### WORK REQUIRED
Can you copy out the whole listing below word for word, leaving out the pictures?

### EXERCISE MATERIAL
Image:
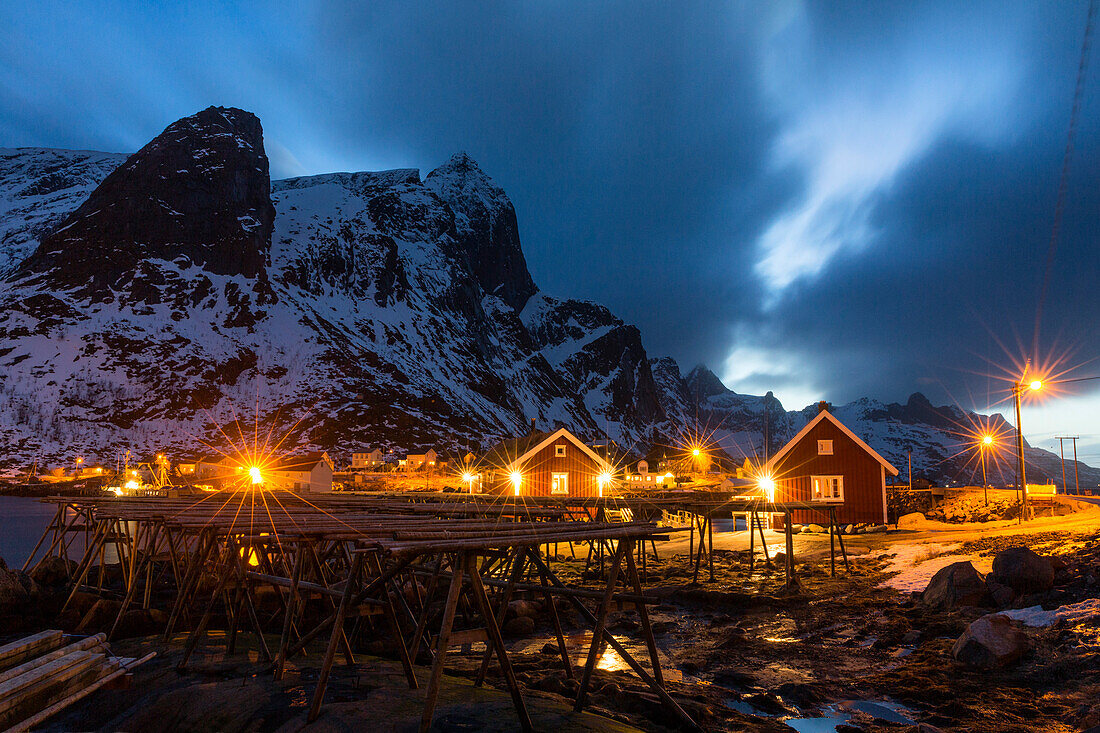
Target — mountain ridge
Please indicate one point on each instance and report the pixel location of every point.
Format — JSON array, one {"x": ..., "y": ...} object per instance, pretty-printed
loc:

### SOLUTION TO THE EXERCISE
Image:
Target — mountain ridge
Please indicate one point on each instance and report the pixel location of every point.
Format — JSON array, one {"x": ..., "y": ...} object per instance, pretty-printed
loc:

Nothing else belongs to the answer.